> _Work required_: Line by line, reproduce the material below exactly.

> _Data for processing_:
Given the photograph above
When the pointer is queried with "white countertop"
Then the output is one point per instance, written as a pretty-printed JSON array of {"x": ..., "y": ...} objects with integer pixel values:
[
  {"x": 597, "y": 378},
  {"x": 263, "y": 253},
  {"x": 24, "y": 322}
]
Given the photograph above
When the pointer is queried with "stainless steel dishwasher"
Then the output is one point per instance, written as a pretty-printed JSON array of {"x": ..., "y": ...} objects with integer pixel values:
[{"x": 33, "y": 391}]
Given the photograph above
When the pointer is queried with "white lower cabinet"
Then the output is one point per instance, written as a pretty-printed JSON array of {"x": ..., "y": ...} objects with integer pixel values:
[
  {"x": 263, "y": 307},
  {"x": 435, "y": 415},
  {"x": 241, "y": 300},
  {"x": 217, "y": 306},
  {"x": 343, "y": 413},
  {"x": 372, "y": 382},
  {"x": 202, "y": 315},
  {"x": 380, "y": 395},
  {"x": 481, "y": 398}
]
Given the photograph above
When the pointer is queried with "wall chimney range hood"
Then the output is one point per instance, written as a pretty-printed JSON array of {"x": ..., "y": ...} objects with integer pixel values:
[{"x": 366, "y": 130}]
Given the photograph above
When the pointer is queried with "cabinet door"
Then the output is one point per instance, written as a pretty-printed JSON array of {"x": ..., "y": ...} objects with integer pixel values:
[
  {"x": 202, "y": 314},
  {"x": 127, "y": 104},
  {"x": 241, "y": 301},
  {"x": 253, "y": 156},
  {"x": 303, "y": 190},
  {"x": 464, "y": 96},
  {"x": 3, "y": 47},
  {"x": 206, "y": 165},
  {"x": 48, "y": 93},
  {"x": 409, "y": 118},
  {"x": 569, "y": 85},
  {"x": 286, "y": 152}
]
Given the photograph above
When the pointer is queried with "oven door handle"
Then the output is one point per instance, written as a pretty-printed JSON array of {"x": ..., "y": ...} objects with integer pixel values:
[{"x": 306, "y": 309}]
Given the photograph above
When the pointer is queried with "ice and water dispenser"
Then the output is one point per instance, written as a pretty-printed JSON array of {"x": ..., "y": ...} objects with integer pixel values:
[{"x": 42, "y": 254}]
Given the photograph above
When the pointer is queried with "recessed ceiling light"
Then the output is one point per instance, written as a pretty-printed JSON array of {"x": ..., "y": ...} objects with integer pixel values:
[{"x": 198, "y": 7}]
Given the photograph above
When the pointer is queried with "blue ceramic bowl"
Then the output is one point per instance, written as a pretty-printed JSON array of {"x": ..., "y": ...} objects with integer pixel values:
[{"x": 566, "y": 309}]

> _Result of the exercise_:
Given the photograph above
When the pointer is queried with "white countertop"
Then the output is one point per instance, written as a pretty-printed JSON array of {"x": ..., "y": ...} objects with integer pixel values:
[
  {"x": 597, "y": 378},
  {"x": 263, "y": 253},
  {"x": 24, "y": 322}
]
Given the photograph above
When the pointer is queried with "stainless steel dishwasher"
Then the output is one point per instance, written as a pretty-printed JSON array of {"x": ..., "y": ...} objects with integer pixel values:
[{"x": 33, "y": 391}]
Given the photograph above
When the pointer is queried with "white lower cabinet"
Then the output is one point per instance, written as a pretty-printed JSON array of {"x": ..., "y": ...} objects with integer pixel values:
[
  {"x": 263, "y": 307},
  {"x": 435, "y": 415},
  {"x": 241, "y": 300},
  {"x": 217, "y": 306},
  {"x": 343, "y": 413},
  {"x": 372, "y": 382},
  {"x": 202, "y": 315},
  {"x": 380, "y": 395},
  {"x": 481, "y": 398}
]
Given the photograph above
When the pointer is queried with "wall chimney range hood"
Then the output is one point per instance, written as a pretty-printed JSON array of {"x": ..., "y": ...} objects with integer pixel values:
[{"x": 366, "y": 130}]
Given the photograph above
When the pointer is queried with "cabinet door"
Then the output is one point per instance, written as a pretty-printed JSON array of {"x": ..., "y": ...} objects with integer pixel values:
[
  {"x": 202, "y": 314},
  {"x": 127, "y": 104},
  {"x": 241, "y": 301},
  {"x": 253, "y": 156},
  {"x": 303, "y": 190},
  {"x": 464, "y": 96},
  {"x": 3, "y": 47},
  {"x": 206, "y": 165},
  {"x": 48, "y": 93},
  {"x": 409, "y": 118},
  {"x": 569, "y": 85},
  {"x": 286, "y": 152}
]
Given the photograph above
When the pointer is queried with "oven door handle"
Then the output is one point per instance, written as a pretty-printed JSON array of {"x": ..., "y": ...} objects with integer pixel values:
[{"x": 306, "y": 309}]
Given the photograph above
When the pointer is queried with "ice and water dispenser"
Then the output is one point per instance, written as a pretty-printed JSON array of {"x": ..., "y": ...} objects with integer pixel values:
[{"x": 42, "y": 254}]
Given the photograph above
When the pointer is queried with "recessed ceiling light"
Then the output is one point per instance, written as a pretty-printed JSON array of {"x": ..., "y": ...} objects with integer pixel values:
[{"x": 198, "y": 7}]
Given the photograph above
When the pointer is queried with "blue ceramic bowl"
Then the output is one point per instance, written as a pretty-printed JSON array of {"x": ..., "y": ...} objects with integer pixel values:
[{"x": 566, "y": 309}]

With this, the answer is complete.